— Begin Available data —

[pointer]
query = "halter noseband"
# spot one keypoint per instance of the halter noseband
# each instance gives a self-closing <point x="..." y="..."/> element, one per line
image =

— End Available data —

Can you recast the material above as a JSON list of strings, one string per line, leaving out any blank lines?

[
  "[pointer]",
  "query = \"halter noseband\"",
  "# spot one keypoint per instance of the halter noseband",
  "# each instance gives a self-closing <point x=\"...\" y=\"...\"/> element, one per line",
  "image ="
]